■ AVAILABLE DATA
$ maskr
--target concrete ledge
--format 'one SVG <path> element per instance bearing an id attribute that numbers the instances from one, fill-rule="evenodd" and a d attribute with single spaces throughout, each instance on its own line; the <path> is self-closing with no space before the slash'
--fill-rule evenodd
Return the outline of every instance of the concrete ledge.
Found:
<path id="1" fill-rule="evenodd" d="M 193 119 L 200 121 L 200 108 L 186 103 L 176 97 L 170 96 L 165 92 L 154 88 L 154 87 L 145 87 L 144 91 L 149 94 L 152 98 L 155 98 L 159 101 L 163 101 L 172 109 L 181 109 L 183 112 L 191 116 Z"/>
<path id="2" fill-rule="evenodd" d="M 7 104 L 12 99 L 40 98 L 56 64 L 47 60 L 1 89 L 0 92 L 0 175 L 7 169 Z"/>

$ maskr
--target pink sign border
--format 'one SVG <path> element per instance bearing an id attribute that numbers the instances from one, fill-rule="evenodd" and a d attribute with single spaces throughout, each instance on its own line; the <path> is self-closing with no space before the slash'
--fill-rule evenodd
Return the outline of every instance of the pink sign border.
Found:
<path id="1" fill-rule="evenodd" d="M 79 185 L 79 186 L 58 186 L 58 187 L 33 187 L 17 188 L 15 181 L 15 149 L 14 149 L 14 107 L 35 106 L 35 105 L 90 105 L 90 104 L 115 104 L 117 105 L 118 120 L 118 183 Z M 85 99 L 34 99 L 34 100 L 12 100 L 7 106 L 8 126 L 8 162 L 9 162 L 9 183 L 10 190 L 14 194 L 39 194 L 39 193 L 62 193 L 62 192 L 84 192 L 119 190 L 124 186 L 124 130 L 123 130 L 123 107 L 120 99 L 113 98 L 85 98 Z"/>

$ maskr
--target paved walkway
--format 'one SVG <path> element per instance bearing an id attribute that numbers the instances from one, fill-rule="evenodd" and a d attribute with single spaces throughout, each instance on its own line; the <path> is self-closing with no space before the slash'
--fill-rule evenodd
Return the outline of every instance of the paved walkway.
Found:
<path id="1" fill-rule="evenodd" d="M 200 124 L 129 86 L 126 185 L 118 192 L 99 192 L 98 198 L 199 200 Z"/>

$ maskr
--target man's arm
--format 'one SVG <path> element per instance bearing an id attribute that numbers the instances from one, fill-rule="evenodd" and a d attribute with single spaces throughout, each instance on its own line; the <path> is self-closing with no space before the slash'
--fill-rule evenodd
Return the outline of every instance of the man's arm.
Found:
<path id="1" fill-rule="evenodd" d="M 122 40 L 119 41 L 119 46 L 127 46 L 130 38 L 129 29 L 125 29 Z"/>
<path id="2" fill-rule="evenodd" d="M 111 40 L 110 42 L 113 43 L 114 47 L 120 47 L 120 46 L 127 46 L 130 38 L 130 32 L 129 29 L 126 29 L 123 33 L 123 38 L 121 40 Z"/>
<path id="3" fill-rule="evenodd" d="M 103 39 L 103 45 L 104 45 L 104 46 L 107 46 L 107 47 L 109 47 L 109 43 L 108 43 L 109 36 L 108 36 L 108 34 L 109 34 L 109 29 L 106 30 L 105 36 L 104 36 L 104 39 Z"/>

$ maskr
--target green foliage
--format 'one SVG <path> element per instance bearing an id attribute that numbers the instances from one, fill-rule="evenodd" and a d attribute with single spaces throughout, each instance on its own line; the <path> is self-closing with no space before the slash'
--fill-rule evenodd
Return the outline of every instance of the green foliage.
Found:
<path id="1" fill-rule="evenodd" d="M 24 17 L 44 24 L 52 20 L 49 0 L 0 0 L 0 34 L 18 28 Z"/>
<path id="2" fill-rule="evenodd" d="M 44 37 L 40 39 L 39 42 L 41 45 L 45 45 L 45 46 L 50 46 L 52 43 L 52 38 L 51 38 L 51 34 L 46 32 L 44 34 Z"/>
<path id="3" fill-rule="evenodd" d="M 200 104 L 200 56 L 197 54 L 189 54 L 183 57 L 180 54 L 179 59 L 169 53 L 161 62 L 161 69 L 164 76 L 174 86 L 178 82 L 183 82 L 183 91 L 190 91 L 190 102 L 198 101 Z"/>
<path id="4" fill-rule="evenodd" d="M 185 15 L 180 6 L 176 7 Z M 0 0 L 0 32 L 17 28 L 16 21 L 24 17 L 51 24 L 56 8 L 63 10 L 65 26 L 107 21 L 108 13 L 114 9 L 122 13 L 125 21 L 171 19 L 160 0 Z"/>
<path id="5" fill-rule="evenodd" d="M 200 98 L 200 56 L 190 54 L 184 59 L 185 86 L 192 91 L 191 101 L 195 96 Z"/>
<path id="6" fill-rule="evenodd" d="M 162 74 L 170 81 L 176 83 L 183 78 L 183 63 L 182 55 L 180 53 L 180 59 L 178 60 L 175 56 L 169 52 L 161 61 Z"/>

■ WHAT THE EXERCISE ASKS
Could you copy every line of the material above verbatim, from the first line to the last?

■ OUTPUT
$ maskr
--target concrete ledge
--format 'one SVG <path> element per instance bearing an id attribute that numbers the instances from one, fill-rule="evenodd" and a d attribute with single spaces throughout, each instance on its own line; the <path> is self-closing with no space before the slash'
--fill-rule evenodd
Return the outline of every instance of the concrete ledge.
Found:
<path id="1" fill-rule="evenodd" d="M 193 119 L 200 121 L 200 108 L 186 103 L 176 97 L 170 96 L 165 92 L 154 88 L 154 87 L 145 87 L 144 91 L 149 94 L 152 98 L 155 98 L 159 101 L 163 101 L 172 109 L 181 109 L 183 112 L 191 116 Z"/>
<path id="2" fill-rule="evenodd" d="M 7 104 L 12 99 L 40 98 L 56 64 L 47 60 L 1 89 L 0 92 L 0 175 L 7 169 Z"/>

$ maskr
--target pink sign border
--format 'one SVG <path> element per instance bearing an id attribute that numbers the instances from one, fill-rule="evenodd" and a d attribute with single spaces throughout, each instance on its own line; the <path> is self-closing with no space before the slash'
--fill-rule evenodd
Return the outline of every instance of the pink sign border.
Found:
<path id="1" fill-rule="evenodd" d="M 79 185 L 79 186 L 58 186 L 58 187 L 33 187 L 17 188 L 15 181 L 15 149 L 14 149 L 14 107 L 35 106 L 35 105 L 90 105 L 90 104 L 115 104 L 117 105 L 118 120 L 118 183 Z M 85 99 L 34 99 L 34 100 L 12 100 L 7 106 L 8 126 L 8 162 L 9 162 L 9 183 L 10 190 L 14 194 L 39 194 L 39 193 L 62 193 L 62 192 L 84 192 L 119 190 L 124 186 L 124 130 L 123 130 L 123 107 L 120 99 L 113 98 L 85 98 Z"/>

$ maskr
--target paved walkway
--format 'one SVG <path> element per instance bearing an id attribute that numbers the instances from one, fill-rule="evenodd" and a d attribute with single spaces throughout, each instance on its own line; the <path> is self-closing with no space before the slash'
--fill-rule evenodd
Return the outline of every instance of the paved walkway.
Found:
<path id="1" fill-rule="evenodd" d="M 200 124 L 129 86 L 126 185 L 118 192 L 99 192 L 98 198 L 199 200 Z"/>

$ maskr
--target man's arm
--format 'one SVG <path> element per instance bearing an id attribute that numbers the instances from one, fill-rule="evenodd" and a d attribute with single spaces throughout, each instance on its own line; the <path> is self-closing with no space before the slash'
--fill-rule evenodd
Return the outline of every instance of the man's arm.
Found:
<path id="1" fill-rule="evenodd" d="M 122 40 L 119 41 L 119 46 L 127 46 L 130 38 L 129 29 L 125 29 Z"/>
<path id="2" fill-rule="evenodd" d="M 111 40 L 110 42 L 113 43 L 114 47 L 120 47 L 120 46 L 127 46 L 130 38 L 130 32 L 129 29 L 126 29 L 123 33 L 123 38 L 121 40 Z"/>
<path id="3" fill-rule="evenodd" d="M 103 39 L 103 45 L 104 45 L 104 46 L 107 46 L 107 47 L 109 47 L 109 43 L 108 43 L 109 36 L 108 36 L 108 34 L 109 34 L 109 29 L 106 30 L 105 36 L 104 36 L 104 39 Z"/>

$ maskr
--target green foliage
--format 'one SVG <path> element per instance bearing an id attribute that numbers the instances from one, fill-rule="evenodd" and a d attribute with single spaces throughout, each instance on its own line; the <path> is self-closing with no space before the slash'
--fill-rule evenodd
Return the outline of every instance of the green foliage.
Found:
<path id="1" fill-rule="evenodd" d="M 24 17 L 44 24 L 52 20 L 49 0 L 0 0 L 0 34 L 18 28 Z"/>
<path id="2" fill-rule="evenodd" d="M 44 37 L 40 39 L 39 42 L 41 45 L 45 45 L 45 46 L 50 46 L 52 43 L 52 38 L 51 38 L 51 34 L 46 32 L 44 34 Z"/>
<path id="3" fill-rule="evenodd" d="M 200 104 L 200 56 L 197 54 L 189 54 L 183 57 L 180 54 L 179 59 L 169 53 L 161 62 L 161 69 L 164 76 L 174 86 L 178 82 L 183 82 L 183 91 L 190 91 L 190 102 L 198 101 Z"/>
<path id="4" fill-rule="evenodd" d="M 185 15 L 180 6 L 176 7 Z M 0 0 L 0 32 L 17 28 L 16 21 L 24 17 L 51 24 L 56 8 L 63 10 L 65 26 L 107 21 L 108 13 L 114 9 L 122 13 L 125 21 L 171 19 L 160 0 Z"/>
<path id="5" fill-rule="evenodd" d="M 200 98 L 200 56 L 190 54 L 184 59 L 185 86 L 192 91 L 191 101 L 195 96 Z"/>
<path id="6" fill-rule="evenodd" d="M 162 74 L 170 81 L 176 83 L 183 78 L 183 63 L 182 55 L 180 53 L 180 59 L 178 60 L 175 56 L 169 52 L 161 61 Z"/>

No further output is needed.